* _Text segment_:
Monday, September 15, 2008
You Just Have To Remind Yourself
"Do you want to perform with us?" asked Sharon.
"I'd be happy to," I said, "but I've never done bellydance before. I don't know if I'll be good enough to perform."
"I'm not worried," siad Sharon. "There's no such thing as not good enough. It's memory. Bellydance is memory. It's the dance form that's the most natural, with the body. You just have to remind yourself how to do it."

There's another Sharon in the theatre project.

It gets confusing sometimes, but it's ok. Sharon (the other one) is a bellydancing teacher, and she completely fucking rocks. She invited me to join her new class, which started last week. I couldn't make it to the first meeting because I was busy being oriented with the other Fellows (hi, Josh!) but I'll be going this Wednesday, provided I can find the studio.

Sharon the gorgeous Yemini bellydancing teacher isn't the only one of the women I've recruited to teach me things I want to learn. In fact, I've managed to pull together pretty much all the classes I decided I wanted to take this year from women in the theatre group. Sahar, who has been doing much of our Arabic translation for the play, is going to teach a group of seven or so of my and Iris's friends conversational Arabic in our house one night a week. And Mary, a Palestinian woman from Yafo in her early 50s, is going to teach me how to make Palestinian food. In exchange, I am going to teach her how to make Mexican food.

Why Mexican? Well, I told her I wanted to learn how to make Palestinian food and she said, "OK, what kind of food will you teach me to make?" and I said, "I make really good Indian food," and she said, "Are you Indian?" and I said, "No," and she said, "Then why are you going to make Indian food?" and I said, "Well, I'm a vegetarian and I'm from the American South, so--" and she said, "Do you know how to make Mexican food?" and I said "Sure, why not?" and she got really excited. In retrospect, I feel it's possible she mistook "American South" for "South America," or alternatively that I said it wrong in Hebrew, but I'm pretty sure she knows I'm not Mexican and was just really excited about guacamole.

It's nice to have conversations about how to properly make majadarah and vegetarian stuffed grape leaves during breaks, because the subject matter of the play is very heavy. In addition to exploring the idea of veiling, it draws its plot from the true story of a Bedouin family in which something like eight of the sisters were murdered by family members as "honor killings" because they removed their veils or spoke with men. Besides that, we're rehearsing in a bomb shelter, and today the air conditioner was broken and the feeling down there was not entirely unlike a Turkish bath.

It's easy to fall into life here and start taking things for granted, like that a bomb shelter is a perfectly natural place to rehearse a multicultural feminist play about religious, societal, and metaphorical veiling of women. You just have to remind yourself where you came from sometimes.

* _Prompt_: Reproduce the blog post passage that begins with the words containing "It's nice to" and ends with "a Turkish bath.", copied word for word.

* _Source material_:
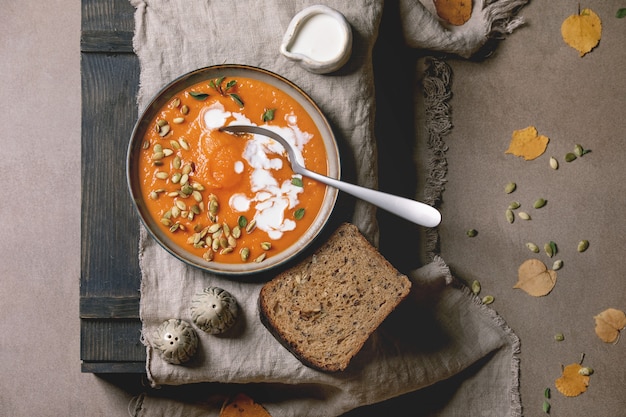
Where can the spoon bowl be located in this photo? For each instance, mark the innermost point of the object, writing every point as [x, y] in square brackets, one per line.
[411, 210]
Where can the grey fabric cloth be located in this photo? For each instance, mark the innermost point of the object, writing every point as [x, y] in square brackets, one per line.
[453, 332]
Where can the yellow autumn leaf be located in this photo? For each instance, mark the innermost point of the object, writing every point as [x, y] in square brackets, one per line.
[455, 12]
[582, 31]
[535, 279]
[572, 382]
[609, 323]
[527, 143]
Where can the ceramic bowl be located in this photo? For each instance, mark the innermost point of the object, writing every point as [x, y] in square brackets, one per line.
[318, 38]
[145, 122]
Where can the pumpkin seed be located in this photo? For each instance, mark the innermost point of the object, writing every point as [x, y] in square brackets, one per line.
[184, 144]
[186, 189]
[569, 157]
[554, 164]
[251, 226]
[197, 186]
[488, 299]
[476, 287]
[176, 177]
[164, 130]
[510, 187]
[187, 169]
[242, 221]
[532, 247]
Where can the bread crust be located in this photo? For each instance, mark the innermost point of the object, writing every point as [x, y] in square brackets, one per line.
[324, 308]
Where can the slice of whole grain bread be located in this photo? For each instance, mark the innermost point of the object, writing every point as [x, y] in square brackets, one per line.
[325, 308]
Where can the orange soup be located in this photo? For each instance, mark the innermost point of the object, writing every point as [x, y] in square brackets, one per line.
[230, 198]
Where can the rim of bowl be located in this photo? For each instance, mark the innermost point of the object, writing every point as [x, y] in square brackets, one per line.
[232, 70]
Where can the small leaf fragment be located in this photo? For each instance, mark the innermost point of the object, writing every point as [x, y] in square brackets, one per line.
[527, 143]
[609, 323]
[535, 279]
[582, 31]
[571, 383]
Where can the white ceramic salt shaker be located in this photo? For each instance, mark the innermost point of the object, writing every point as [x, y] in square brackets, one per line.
[319, 38]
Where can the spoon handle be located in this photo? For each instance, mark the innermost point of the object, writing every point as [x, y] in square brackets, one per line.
[414, 211]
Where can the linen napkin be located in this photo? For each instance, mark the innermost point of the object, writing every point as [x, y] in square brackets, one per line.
[455, 331]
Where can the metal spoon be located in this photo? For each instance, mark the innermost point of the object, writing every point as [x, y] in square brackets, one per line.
[414, 211]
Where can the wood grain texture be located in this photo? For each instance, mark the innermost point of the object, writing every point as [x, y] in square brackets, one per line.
[110, 274]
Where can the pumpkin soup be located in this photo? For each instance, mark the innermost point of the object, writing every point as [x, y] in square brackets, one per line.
[227, 198]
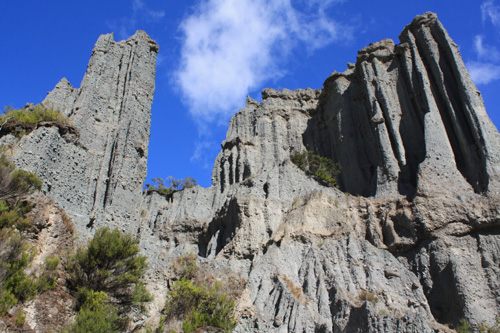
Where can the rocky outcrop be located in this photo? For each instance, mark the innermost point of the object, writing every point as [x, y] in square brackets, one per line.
[97, 175]
[407, 118]
[407, 244]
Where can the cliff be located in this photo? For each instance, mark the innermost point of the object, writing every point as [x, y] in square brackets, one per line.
[408, 243]
[97, 174]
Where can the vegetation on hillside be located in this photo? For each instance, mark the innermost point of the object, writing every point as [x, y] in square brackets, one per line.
[32, 115]
[16, 285]
[21, 121]
[169, 185]
[106, 278]
[321, 168]
[199, 300]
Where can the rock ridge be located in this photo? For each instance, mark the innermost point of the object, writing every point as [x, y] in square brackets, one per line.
[409, 243]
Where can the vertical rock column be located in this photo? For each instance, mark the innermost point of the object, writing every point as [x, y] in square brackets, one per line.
[112, 112]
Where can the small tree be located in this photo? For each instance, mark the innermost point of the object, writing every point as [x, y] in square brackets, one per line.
[110, 263]
[96, 316]
[16, 183]
[170, 184]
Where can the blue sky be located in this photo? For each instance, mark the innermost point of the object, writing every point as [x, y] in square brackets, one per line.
[213, 53]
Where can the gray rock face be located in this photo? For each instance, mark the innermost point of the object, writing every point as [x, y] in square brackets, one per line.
[407, 118]
[98, 177]
[410, 241]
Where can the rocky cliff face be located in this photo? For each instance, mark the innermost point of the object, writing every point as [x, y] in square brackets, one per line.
[408, 243]
[97, 175]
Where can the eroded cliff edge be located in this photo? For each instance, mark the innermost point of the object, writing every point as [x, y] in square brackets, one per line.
[414, 226]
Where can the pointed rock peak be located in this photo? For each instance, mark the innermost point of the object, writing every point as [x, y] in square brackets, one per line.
[425, 19]
[64, 83]
[142, 36]
[139, 35]
[250, 101]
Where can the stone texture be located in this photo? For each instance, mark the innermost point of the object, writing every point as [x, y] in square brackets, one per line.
[98, 178]
[409, 242]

* _Answer section_:
It's nice to have conversations about how to properly make majadarah and vegetarian stuffed grape leaves during breaks, because the subject matter of the play is very heavy. In addition to exploring the idea of veiling, it draws its plot from the true story of a Bedouin family in which something like eight of the sisters were murdered by family members as "honor killings" because they removed their veils or spoke with men. Besides that, we're rehearsing in a bomb shelter, and today the air conditioner was broken and the feeling down there was not entirely unlike a Turkish bath.